## To do
Could you extract every line of the listing below and reproduce each one character for character?

++++++++++

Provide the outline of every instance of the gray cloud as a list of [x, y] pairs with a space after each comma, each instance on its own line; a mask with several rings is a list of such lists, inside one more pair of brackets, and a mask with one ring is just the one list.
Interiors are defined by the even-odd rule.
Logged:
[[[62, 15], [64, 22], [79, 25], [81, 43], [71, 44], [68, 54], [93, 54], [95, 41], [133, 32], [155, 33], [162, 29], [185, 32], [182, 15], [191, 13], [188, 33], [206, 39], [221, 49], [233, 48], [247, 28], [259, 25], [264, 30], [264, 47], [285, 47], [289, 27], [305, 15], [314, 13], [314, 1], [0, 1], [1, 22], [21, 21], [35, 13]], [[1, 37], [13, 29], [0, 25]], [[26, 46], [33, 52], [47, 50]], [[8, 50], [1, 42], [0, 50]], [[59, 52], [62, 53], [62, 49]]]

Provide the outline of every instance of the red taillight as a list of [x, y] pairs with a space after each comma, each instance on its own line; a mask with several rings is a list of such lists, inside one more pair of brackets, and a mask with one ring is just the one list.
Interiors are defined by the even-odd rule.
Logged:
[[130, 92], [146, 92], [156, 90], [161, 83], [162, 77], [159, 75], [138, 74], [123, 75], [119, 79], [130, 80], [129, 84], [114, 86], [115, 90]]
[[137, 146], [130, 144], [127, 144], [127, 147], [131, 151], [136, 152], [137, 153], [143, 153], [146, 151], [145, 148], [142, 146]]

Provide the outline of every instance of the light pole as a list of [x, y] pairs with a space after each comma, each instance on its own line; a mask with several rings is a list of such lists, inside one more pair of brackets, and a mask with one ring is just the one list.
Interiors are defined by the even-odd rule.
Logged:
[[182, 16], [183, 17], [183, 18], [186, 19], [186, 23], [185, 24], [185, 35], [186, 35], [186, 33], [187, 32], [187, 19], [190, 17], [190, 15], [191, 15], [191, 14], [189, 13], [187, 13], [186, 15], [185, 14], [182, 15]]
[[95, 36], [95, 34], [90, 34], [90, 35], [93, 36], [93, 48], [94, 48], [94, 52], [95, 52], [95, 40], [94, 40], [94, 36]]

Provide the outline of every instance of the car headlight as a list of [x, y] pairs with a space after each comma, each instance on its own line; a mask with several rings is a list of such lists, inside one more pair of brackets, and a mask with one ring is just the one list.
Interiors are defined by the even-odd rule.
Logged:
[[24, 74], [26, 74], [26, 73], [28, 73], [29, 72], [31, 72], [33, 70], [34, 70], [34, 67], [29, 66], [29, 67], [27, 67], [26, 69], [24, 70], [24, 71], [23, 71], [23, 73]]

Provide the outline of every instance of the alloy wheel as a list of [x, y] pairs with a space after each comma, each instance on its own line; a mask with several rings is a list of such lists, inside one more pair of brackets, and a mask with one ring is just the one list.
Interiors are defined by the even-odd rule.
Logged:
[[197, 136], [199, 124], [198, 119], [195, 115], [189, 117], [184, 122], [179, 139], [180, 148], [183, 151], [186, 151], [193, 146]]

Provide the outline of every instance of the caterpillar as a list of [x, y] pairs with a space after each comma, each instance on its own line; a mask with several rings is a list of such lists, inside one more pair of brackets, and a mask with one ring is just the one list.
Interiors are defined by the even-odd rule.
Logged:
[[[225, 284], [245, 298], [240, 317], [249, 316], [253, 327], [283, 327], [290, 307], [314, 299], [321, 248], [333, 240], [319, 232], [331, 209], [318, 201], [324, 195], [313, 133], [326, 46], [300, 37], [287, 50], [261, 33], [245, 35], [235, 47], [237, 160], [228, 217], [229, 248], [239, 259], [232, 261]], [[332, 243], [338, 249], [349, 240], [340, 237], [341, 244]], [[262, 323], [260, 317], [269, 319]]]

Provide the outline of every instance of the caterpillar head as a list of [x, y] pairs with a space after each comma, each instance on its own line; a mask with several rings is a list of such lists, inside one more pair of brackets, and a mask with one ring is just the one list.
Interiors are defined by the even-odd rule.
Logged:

++++++++++

## Written solution
Provide the outline of every instance of the gray cloud as a list of [x, y] pairs with a space after each comma, each instance on its own line; a mask with several rings is a list of such lists, inside one more pair of brackets, and a mask with one ring is just the one list.
Interiors are defined by the even-odd rule.
Logged:
[[[62, 15], [64, 22], [79, 25], [81, 43], [71, 44], [68, 54], [93, 54], [95, 41], [133, 32], [155, 33], [162, 29], [185, 32], [182, 15], [191, 13], [188, 33], [206, 39], [221, 49], [233, 48], [247, 28], [259, 25], [264, 30], [264, 47], [285, 47], [289, 27], [305, 15], [314, 13], [314, 1], [0, 1], [1, 22], [21, 21], [35, 13]], [[1, 37], [13, 29], [0, 25]], [[26, 46], [33, 52], [47, 50]], [[8, 50], [1, 42], [0, 50]], [[59, 52], [62, 53], [62, 49]]]

Provide the outline of every instance of the red taillight as a list of [x, y] pairs with a space after each comma, each instance on its own line; a mask with several rings is a list of such lists, inside one more pair of brackets, and a mask with one ring is just the one list.
Interiors are defined by the even-odd rule.
Logged:
[[130, 92], [146, 92], [156, 90], [161, 83], [162, 77], [159, 75], [138, 74], [123, 75], [119, 79], [130, 80], [129, 84], [114, 86], [115, 90]]
[[137, 146], [130, 144], [127, 144], [127, 147], [131, 151], [136, 152], [137, 153], [143, 153], [146, 151], [145, 148], [142, 146]]

Provide the outline of every instance of the light pole as a list of [x, y] pairs with a space after each comma, each instance on its own line; a mask with several rings is a list of such lists, inside one more pair of brackets, and a mask with one ring is just the one list.
Interiors are defined by the even-odd rule.
Logged:
[[182, 16], [183, 17], [183, 18], [186, 19], [186, 23], [185, 24], [185, 35], [186, 35], [186, 33], [187, 32], [187, 19], [190, 17], [190, 15], [191, 15], [191, 14], [189, 13], [187, 13], [186, 15], [185, 14], [182, 15]]
[[95, 36], [95, 34], [90, 34], [90, 35], [93, 36], [93, 48], [94, 48], [94, 52], [95, 52], [95, 40], [94, 40], [94, 36]]

Provide the outline of every instance of the car headlight as a list of [x, y] pairs with a space after each comma, each instance on its own line; a mask with several rings is a list of such lists, inside one more pair of brackets, and a mask with one ring is just the one list.
Interiors are defined by the even-odd rule.
Logged:
[[24, 74], [26, 74], [26, 73], [28, 73], [29, 72], [31, 72], [33, 70], [34, 70], [34, 67], [29, 66], [29, 67], [27, 67], [26, 69], [24, 70], [24, 71], [23, 71], [23, 73]]

Provide the outline of every instance of the alloy wheel as a list of [x, y] pairs with a space after each comma, each instance on its own line; a mask with several rings is a list of such lists, inside one more pair of brackets, and a mask with one ring is just the one list.
Interiors are defined by the even-odd rule.
Logged:
[[197, 136], [199, 124], [198, 119], [195, 115], [189, 117], [184, 122], [179, 139], [180, 148], [183, 151], [186, 151], [193, 146]]

Provide the outline of every instance of the caterpillar as a list of [x, y] pairs with a space after each comma, each instance on its own line; a mask with several rings is a list of such lists, inside one more pair of brackets, and a mask with one ring is just the one list.
Interiors are defined by the even-odd rule.
Logged:
[[[225, 284], [245, 298], [240, 317], [249, 316], [253, 327], [283, 327], [290, 307], [314, 299], [321, 248], [333, 240], [319, 232], [331, 209], [318, 201], [324, 195], [313, 133], [326, 46], [300, 37], [287, 50], [261, 33], [245, 35], [235, 47], [237, 160], [228, 217], [229, 248], [239, 259], [232, 261]], [[332, 243], [338, 249], [349, 240], [340, 237], [341, 244]], [[262, 323], [260, 317], [269, 319]]]

Provide the outline of every instance of the caterpillar head as a list of [x, y] pairs with a space after each comma, each instance on its own line; a mask with several rings is a list of such lists, inside one more pair of brackets, and a mask with one ring is just the one list.
Interiors are defined by the even-odd rule.
Logged:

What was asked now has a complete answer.